- Document source

Lewis Caroll 2

Conférence réalisée par

Guillaume WINTER

Mardi 29 avril 2025

  1. L’AUTEUR : Lewis CAROLL

Lewis Caroll est le nom de plume de Charles Lutwidge Dodgson, Ce nom est composé des lettres de son nom traduit en latin. Il est né le 27 janvier 1832 à Daresbury il est mort le 14 janvier 1898 à Guildford.

Fils le plus âgé d’une grande famille de 11 enfants, il amuse et divertit son auditoire. Il souhaite captiver. A 10 ans c’est quelqu’un qui montre une grande aptitude à inventer des histoires et des jeux. Il participera grandement à l’écriture d’un magazine familial qui sera édité après sa mort.

Issu d’une famille anglicane plutôt conservatrice, il fait ses études au Christ Church College de l’Université d’Oxford, avant d’y enseigner. (Harry Potter a maintenant remplacé Alice dans les salles de l’Université). Il est un étudiant brillant en Mathématiques mais aussi en linguistique -latin, grec – et obtient de très bons résultats.

Photographe, poète, romancier très rigoureux, il est aussi excentrique et a une imagination débordante.

Il est principalement connu pour son roman Les Aventures d’Alice au pays des merveilles  (1865) et sa suite De l’autre côté du miroir (1871).

Lewis Carroll, professeur de mathématiques logique à l’Université d’Oxford, où il passera toute sa vie, y rencontre Alice Liddell, fille du doyen Henry Liddell, qui sera son inspiratrice.

Il n’aura pas de famille. La polémique d’attirance de Lewis Caroll pour les enfants n’est pas fondée.

Avant d’être un texte, un récit, une histoire « Alice au pays des merveilles » lui offre la possibilité de faire passer un message et de dépasser son bégaiement.

 

  1. LES RECITS : Alice et sa postérité
  • Alice s’ennuie auprès de sa sœur qui lit un livre tandis qu’elle ne fait rien. « À quoi bon un livre sans images, ni dialogues ? », se demande Alice. Mais voilà qu’un lapin blanc aux yeux roses vêtu d’une redingote avec une montre à gousset passe près d’elle en courant. Cela ne l’étonne pas le moins du monde. Pourtant, lorsqu’elle le voit sortir une montre de sa poche et s’écrier : « Je suis en retard ! En retard ! En retard ! », elle se dit que décidément ce lapin a quelque chose de particulier. En entrant derrière lui dans son terrier, elle fait une chute presque interminable qui l’emmène dans un monde aux antipodes du sien. Elle va rencontrer une galerie de personnages retors et se trouver confrontée au paradoxe à l’absurde et au bizarre …

    Alice est la fille d’un collègue. Le 4 juillet 1862, un groupe vient faire un pique-nique dans les jardins d’Oxford et une histoire va être inventée par Lewis Caroll pour les enfants « Alice… ». En fin de journée, Alice est tellement contente de cette histoire qu’elle va demander à Lewis de lui écrire cette histoire. Elle est le résultat d’une commande

Ecrit à la main sans ratures, c’est lui qui illustrera ce premier texte de dessins naïfs.

- Entrées enregistrées

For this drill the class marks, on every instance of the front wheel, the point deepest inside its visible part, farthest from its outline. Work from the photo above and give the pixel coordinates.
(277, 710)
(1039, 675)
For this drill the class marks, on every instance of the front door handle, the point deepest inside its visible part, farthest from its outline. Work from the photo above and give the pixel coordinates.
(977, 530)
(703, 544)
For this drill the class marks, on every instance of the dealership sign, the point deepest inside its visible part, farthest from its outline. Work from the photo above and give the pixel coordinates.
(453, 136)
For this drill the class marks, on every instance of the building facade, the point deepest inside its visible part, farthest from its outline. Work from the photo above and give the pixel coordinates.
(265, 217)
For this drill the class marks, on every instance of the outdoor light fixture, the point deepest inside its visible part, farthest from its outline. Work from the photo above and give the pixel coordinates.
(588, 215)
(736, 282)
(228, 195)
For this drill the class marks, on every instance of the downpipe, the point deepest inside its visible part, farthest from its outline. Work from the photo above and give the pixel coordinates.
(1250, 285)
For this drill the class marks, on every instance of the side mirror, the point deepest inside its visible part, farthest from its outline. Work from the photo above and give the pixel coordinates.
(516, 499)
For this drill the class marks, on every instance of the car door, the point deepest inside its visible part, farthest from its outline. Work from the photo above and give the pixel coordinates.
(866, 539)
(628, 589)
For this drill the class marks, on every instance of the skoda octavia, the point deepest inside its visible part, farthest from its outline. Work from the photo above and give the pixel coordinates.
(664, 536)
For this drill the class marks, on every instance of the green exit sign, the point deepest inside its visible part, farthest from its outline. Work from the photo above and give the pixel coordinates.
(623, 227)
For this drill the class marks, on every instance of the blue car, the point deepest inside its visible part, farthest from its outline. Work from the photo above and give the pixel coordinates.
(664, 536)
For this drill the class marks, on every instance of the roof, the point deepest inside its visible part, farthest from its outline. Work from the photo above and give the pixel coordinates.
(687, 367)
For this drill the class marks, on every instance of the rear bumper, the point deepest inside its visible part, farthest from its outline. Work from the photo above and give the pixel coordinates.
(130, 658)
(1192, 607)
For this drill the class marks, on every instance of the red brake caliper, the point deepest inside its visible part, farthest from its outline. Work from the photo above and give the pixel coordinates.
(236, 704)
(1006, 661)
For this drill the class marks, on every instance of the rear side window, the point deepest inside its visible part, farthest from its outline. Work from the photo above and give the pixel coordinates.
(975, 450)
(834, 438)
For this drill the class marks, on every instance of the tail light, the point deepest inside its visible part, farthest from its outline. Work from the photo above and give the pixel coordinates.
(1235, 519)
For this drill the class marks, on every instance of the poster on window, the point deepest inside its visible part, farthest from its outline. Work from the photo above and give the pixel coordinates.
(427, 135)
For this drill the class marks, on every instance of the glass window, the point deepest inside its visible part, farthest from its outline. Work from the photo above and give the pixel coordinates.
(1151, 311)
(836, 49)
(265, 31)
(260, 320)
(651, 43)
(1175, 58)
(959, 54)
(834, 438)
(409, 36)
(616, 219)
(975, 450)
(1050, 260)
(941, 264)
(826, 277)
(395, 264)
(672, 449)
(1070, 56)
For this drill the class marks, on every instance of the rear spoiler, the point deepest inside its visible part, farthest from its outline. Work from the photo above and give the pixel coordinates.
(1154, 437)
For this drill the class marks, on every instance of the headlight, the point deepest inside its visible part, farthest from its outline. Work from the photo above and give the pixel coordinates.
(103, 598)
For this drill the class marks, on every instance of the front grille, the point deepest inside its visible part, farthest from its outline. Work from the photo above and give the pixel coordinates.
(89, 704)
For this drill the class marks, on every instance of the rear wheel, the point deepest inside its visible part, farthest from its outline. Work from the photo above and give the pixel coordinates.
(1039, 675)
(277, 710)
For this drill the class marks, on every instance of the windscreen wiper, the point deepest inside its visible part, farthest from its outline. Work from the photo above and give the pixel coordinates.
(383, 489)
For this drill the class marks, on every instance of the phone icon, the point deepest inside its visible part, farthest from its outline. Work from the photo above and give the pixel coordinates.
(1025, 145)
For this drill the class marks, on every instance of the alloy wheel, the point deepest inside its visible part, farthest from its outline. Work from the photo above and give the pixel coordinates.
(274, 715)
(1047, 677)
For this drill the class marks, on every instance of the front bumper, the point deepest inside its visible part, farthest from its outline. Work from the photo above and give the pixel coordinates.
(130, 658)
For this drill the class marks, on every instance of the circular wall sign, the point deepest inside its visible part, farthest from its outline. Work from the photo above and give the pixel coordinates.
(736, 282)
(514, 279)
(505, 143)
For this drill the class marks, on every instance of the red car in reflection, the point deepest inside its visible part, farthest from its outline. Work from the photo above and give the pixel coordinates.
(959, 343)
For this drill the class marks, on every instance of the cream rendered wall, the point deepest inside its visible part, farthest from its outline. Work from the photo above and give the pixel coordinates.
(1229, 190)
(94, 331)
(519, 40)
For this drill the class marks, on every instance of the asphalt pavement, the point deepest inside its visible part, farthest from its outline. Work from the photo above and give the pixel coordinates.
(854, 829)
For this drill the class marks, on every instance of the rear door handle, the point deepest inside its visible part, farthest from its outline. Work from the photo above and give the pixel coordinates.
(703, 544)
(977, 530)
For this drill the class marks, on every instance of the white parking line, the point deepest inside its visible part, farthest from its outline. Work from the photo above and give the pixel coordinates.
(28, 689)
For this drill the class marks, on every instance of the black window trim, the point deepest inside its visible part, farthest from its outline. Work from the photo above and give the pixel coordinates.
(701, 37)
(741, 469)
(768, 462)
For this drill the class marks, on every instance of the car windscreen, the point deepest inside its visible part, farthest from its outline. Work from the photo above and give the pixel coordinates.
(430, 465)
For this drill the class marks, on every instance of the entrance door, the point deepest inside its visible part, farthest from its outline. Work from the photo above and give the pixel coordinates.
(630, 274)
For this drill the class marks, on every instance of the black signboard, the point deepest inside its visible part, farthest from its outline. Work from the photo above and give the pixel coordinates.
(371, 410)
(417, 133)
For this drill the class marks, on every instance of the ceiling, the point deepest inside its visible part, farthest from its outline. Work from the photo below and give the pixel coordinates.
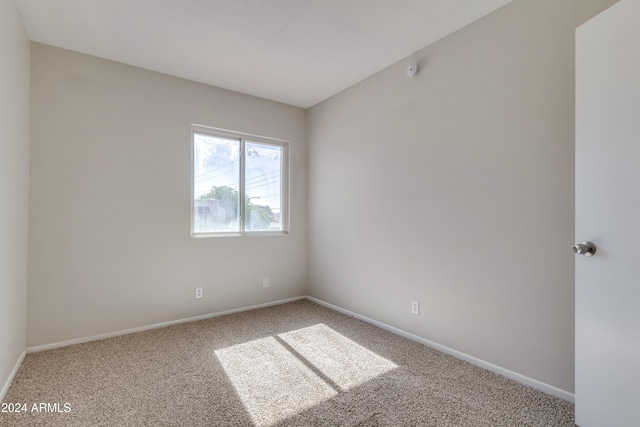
(298, 52)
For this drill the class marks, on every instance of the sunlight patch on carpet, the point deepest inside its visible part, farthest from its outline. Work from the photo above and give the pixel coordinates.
(345, 362)
(272, 382)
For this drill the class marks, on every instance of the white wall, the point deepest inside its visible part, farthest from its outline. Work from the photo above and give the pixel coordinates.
(456, 189)
(109, 245)
(14, 186)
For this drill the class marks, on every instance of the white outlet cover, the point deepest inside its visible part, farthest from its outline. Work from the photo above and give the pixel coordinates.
(415, 307)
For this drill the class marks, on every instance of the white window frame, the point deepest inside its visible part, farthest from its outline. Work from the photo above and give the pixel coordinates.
(284, 180)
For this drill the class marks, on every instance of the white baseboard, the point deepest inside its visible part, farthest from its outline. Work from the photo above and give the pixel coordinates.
(155, 326)
(538, 385)
(5, 388)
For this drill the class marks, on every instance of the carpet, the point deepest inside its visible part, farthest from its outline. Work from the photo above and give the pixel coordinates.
(296, 364)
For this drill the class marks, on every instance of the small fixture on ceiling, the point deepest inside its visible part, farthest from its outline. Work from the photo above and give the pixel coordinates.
(412, 70)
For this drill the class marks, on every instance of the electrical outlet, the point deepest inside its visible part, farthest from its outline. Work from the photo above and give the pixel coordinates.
(415, 307)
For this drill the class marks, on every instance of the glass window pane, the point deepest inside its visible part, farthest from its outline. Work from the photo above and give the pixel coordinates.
(263, 178)
(216, 184)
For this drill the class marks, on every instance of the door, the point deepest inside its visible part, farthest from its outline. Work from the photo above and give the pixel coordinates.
(608, 214)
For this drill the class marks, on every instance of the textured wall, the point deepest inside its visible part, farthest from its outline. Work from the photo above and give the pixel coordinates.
(14, 185)
(456, 188)
(110, 246)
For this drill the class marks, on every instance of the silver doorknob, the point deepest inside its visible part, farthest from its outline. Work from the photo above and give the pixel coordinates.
(584, 248)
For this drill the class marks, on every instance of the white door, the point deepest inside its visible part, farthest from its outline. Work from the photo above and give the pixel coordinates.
(608, 214)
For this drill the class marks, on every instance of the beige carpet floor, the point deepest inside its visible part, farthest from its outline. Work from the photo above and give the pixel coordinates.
(296, 364)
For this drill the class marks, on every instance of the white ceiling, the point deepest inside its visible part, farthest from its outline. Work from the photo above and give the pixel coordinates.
(299, 52)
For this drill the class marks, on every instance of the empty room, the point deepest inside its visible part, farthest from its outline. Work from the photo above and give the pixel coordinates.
(319, 213)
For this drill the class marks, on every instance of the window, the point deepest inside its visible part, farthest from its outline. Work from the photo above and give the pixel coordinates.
(239, 183)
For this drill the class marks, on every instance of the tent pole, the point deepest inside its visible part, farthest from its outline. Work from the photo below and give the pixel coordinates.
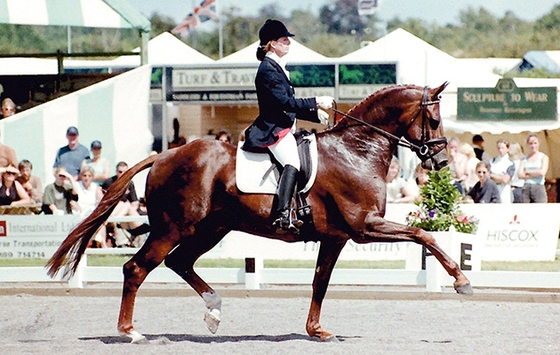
(145, 36)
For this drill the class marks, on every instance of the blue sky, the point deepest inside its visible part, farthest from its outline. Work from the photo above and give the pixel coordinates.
(440, 11)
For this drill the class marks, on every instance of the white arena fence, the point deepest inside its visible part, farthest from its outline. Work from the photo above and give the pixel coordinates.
(468, 250)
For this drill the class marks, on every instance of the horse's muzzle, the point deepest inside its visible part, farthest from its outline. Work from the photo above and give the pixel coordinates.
(436, 162)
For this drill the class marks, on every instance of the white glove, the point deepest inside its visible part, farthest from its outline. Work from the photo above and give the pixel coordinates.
(324, 102)
(323, 117)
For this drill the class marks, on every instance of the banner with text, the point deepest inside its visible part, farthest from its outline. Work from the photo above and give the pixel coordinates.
(506, 102)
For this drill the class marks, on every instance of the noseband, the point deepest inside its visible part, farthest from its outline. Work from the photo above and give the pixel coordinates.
(422, 150)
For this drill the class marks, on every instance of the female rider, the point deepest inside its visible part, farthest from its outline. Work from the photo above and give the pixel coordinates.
(278, 108)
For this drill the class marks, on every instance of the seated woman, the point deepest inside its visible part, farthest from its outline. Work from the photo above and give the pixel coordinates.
(12, 192)
(58, 196)
(398, 189)
(485, 190)
(421, 177)
(89, 195)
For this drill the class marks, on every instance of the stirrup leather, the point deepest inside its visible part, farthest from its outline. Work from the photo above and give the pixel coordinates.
(287, 223)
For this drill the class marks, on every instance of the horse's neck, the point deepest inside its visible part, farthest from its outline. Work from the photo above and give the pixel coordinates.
(353, 145)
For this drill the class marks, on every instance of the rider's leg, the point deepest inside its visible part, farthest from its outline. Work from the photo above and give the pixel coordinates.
(285, 151)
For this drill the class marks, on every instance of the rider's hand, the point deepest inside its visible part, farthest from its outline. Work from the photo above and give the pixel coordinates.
(323, 117)
(324, 102)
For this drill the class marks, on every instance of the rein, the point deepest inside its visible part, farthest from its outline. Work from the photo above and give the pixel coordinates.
(422, 150)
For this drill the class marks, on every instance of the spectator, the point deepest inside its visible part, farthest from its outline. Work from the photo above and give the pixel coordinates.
(8, 108)
(398, 190)
(72, 155)
(502, 169)
(178, 140)
(31, 183)
(421, 177)
(59, 195)
(485, 190)
(127, 206)
(11, 191)
(7, 156)
(470, 168)
(533, 169)
(516, 154)
(478, 146)
(89, 195)
(223, 136)
(99, 164)
(457, 163)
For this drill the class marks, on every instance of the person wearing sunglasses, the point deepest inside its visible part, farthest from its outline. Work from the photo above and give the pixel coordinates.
(12, 192)
(59, 195)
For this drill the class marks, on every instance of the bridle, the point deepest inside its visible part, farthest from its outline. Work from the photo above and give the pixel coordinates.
(423, 150)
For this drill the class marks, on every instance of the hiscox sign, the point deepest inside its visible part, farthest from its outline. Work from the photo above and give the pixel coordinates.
(506, 102)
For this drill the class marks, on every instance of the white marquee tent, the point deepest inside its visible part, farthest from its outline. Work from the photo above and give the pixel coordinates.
(114, 111)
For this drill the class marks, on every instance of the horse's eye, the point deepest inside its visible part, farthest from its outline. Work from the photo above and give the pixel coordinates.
(434, 123)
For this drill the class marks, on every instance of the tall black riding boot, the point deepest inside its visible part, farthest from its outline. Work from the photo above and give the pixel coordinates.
(286, 187)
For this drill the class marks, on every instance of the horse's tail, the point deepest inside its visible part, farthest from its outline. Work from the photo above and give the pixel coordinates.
(70, 252)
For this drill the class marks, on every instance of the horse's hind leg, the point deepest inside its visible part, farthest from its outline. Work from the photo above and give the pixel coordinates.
(182, 259)
(381, 229)
(135, 272)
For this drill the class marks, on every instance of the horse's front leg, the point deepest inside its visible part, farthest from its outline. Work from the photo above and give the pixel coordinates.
(328, 255)
(379, 229)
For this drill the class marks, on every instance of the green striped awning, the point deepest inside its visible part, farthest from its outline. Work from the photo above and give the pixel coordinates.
(77, 13)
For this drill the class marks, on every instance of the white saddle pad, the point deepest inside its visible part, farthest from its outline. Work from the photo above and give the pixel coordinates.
(253, 172)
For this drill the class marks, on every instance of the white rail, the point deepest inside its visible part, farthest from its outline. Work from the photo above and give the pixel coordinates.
(259, 276)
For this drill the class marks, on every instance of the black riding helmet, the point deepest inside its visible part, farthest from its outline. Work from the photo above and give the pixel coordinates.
(271, 30)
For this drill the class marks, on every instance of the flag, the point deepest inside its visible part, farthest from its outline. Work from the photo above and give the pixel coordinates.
(367, 7)
(202, 13)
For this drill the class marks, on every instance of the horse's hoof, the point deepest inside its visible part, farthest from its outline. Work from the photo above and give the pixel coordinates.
(212, 319)
(331, 339)
(135, 337)
(465, 289)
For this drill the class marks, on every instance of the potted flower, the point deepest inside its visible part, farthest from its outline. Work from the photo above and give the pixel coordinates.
(439, 213)
(438, 208)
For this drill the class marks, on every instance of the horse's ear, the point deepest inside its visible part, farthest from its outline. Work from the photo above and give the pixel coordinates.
(441, 88)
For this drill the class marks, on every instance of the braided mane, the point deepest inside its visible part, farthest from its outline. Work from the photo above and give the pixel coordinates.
(372, 105)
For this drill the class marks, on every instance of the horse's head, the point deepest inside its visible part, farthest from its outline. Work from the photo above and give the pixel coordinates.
(422, 127)
(406, 114)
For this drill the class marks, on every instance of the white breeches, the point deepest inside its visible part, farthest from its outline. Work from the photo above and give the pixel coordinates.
(285, 151)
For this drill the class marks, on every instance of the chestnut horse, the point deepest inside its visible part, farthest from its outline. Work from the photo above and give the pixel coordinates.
(193, 201)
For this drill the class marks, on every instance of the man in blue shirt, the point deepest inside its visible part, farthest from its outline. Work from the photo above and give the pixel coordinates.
(72, 155)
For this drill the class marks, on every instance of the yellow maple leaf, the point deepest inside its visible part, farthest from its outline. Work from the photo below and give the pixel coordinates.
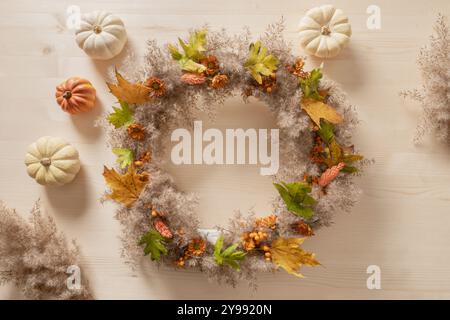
(318, 110)
(287, 253)
(125, 188)
(129, 92)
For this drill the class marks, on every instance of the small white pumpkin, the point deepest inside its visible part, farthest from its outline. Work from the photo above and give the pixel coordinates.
(52, 161)
(101, 35)
(324, 31)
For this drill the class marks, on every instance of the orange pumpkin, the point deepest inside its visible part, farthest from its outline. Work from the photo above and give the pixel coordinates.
(75, 95)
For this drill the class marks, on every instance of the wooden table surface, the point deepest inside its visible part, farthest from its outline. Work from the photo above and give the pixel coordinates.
(401, 222)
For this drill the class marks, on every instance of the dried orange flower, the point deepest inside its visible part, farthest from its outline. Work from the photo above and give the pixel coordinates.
(304, 229)
(193, 78)
(196, 247)
(269, 83)
(157, 86)
(136, 131)
(219, 81)
(317, 150)
(144, 158)
(297, 69)
(267, 253)
(180, 261)
(251, 240)
(162, 228)
(269, 222)
(212, 65)
(330, 174)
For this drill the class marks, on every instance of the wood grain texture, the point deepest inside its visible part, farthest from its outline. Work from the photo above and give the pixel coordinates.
(401, 222)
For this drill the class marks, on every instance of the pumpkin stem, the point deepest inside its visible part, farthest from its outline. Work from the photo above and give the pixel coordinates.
(46, 162)
(97, 29)
(325, 30)
(67, 95)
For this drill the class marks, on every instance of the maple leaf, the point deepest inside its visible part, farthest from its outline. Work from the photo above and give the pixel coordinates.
(193, 52)
(121, 116)
(125, 156)
(287, 254)
(296, 197)
(125, 188)
(154, 245)
(317, 110)
(129, 92)
(310, 85)
(228, 256)
(259, 63)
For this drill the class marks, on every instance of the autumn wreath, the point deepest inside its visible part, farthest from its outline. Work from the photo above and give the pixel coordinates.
(317, 159)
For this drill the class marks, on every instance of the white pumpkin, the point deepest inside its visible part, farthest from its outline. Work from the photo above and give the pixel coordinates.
(324, 31)
(101, 35)
(52, 161)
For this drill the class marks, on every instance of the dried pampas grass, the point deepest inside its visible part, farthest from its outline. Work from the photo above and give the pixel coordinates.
(35, 256)
(434, 95)
(178, 109)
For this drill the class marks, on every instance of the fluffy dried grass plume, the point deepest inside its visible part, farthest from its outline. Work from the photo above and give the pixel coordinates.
(178, 109)
(434, 95)
(35, 256)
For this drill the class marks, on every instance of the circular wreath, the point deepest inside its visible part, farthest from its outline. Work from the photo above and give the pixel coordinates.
(317, 160)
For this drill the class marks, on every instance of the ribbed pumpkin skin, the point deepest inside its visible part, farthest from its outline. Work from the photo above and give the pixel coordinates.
(75, 95)
(52, 161)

- Travail demandé
1 – Selon le document source, en quelle année paraît De l’autre côté du miroir ?
2 – Recopiez mot pour mot les entrées, en commençant à la ligne qui contient « the dried pampas » et en terminant à la dernière des entrées.

- Réponses attendues
1 – En 1871.

2 –
For this drill the class marks, on every instance of the dried pampas grass, the point deepest inside its visible part, farthest from its outline. Work from the photo above and give the pixel coordinates.
(35, 256)
(434, 95)
(178, 109)
For this drill the class marks, on every instance of the fluffy dried grass plume, the point deepest inside its visible part, farthest from its outline. Work from the photo above and give the pixel coordinates.
(178, 109)
(434, 95)
(35, 256)
For this drill the class marks, on every instance of the circular wreath, the point deepest inside its visible part, farthest from its outline. Work from the photo above and give the pixel coordinates.
(317, 160)
For this drill the class marks, on every instance of the ribbed pumpkin skin, the point deepest inside its visible part, farthest from its outline. Work from the photo above and give the pixel coordinates.
(75, 95)
(52, 161)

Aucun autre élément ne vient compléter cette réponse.